• [Material for the task]
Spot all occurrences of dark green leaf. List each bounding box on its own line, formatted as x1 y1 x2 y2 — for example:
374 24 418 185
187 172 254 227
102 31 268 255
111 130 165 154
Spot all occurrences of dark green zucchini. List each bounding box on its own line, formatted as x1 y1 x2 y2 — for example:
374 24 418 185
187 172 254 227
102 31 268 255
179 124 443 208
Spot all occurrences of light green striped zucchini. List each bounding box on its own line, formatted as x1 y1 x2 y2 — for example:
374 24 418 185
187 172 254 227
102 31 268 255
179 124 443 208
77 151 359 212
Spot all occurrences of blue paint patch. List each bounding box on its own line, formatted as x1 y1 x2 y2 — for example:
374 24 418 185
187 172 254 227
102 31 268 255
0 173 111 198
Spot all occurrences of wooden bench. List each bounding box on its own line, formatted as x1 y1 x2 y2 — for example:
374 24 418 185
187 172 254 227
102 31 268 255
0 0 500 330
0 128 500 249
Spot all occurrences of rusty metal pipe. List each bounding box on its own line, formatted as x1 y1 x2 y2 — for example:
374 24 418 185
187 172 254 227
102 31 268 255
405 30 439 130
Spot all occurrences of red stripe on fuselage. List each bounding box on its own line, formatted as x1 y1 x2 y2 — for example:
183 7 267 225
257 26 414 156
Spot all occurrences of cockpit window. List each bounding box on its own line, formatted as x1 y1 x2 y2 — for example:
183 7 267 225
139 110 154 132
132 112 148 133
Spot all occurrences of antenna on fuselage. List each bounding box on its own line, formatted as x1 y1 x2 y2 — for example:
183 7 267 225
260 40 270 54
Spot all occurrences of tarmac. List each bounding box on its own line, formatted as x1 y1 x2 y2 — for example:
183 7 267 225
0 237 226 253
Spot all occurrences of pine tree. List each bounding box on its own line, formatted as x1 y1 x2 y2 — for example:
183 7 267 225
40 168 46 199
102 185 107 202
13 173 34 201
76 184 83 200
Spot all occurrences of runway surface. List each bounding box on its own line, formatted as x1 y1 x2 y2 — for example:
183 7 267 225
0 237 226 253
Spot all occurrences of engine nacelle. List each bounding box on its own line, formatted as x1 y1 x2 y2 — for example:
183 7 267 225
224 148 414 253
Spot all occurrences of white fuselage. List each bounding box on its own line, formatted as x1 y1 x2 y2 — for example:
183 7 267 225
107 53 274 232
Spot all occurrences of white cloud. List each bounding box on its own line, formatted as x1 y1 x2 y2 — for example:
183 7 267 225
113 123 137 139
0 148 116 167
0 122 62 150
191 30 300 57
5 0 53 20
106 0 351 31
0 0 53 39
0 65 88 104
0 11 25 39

• [Objective] Reproduce every line of the data above without changing anything.

• [Reply]
Spot all occurrences of dark green leaf. List each bounding box on its own line, formatted as x1 y1 x2 y2 — for example:
374 24 418 185
187 172 254 227
102 31 268 255
111 130 165 154
Spot all occurrences of dark green zucchini. List each bounding box on its own line, formatted as x1 y1 x2 y2 — for example:
374 24 418 185
187 172 254 227
102 31 268 255
179 124 443 208
Spot all occurrences of light green striped zucchini. List each bounding box on its own line, formatted as x1 y1 x2 y2 — for example:
374 24 418 185
187 172 254 227
102 31 268 255
179 124 443 208
77 151 359 212
Spot all occurrences of blue paint patch. List each bounding box on its own line, formatted as x1 y1 x2 y2 — for example:
374 24 418 185
187 172 254 227
102 31 268 255
0 173 111 198
Spot all occurrences of wooden bench. List each bounding box on its own line, formatted as x1 y1 x2 y2 — for example:
374 24 418 185
187 172 254 227
102 31 268 255
0 0 500 330
0 128 500 249
Spot all occurrences of rusty metal pipe. List each bounding box on its own line, formatted as x1 y1 x2 y2 — for example:
374 24 418 185
187 172 254 227
102 31 268 255
405 30 439 130
Spot all occurrences of red stripe on fuselage. List each bounding box on its own line, formatted as x1 y1 x2 y2 — for example:
183 7 267 225
257 26 414 156
Spot all occurrences of cockpit window. List each bounding box on its own line, formatted as x1 y1 x2 y2 — for example:
183 7 267 225
139 110 154 132
132 112 148 133
Spot all occurrences of antenna on fuselage. List each bounding box on its own line, formatted as x1 y1 x2 y2 — for example:
183 7 267 225
260 40 270 54
Spot all occurrences of tarmac. List each bounding box on its own line, formatted as x1 y1 x2 y2 — for example:
183 7 267 225
0 237 226 253
Spot all occurrences of pine tree. List each bounding box on its own line, formatted as x1 y1 x2 y2 — for example:
183 7 267 225
40 168 46 199
102 185 107 202
13 173 34 201
76 184 83 200
Spot all occurrences of runway surface. List each bounding box on its own line, formatted as x1 y1 x2 y2 — for example:
183 7 267 225
0 237 226 253
Spot all occurrences of engine nacelle. List each bounding box on its own line, formatted as x1 y1 x2 y2 — for example:
183 7 267 225
224 148 414 253
Spot all occurrences of white fuselage. List each bounding box on its own line, formatted as x1 y1 x2 y2 — for example:
183 7 267 225
107 53 274 232
Spot all occurrences of white cloud. List each bounding box on its own line, formatted as x1 y1 x2 y2 — for example:
183 7 267 225
113 123 137 139
0 148 116 167
0 122 62 150
191 30 300 57
5 0 53 20
106 0 351 31
0 0 53 39
0 65 88 104
0 11 25 39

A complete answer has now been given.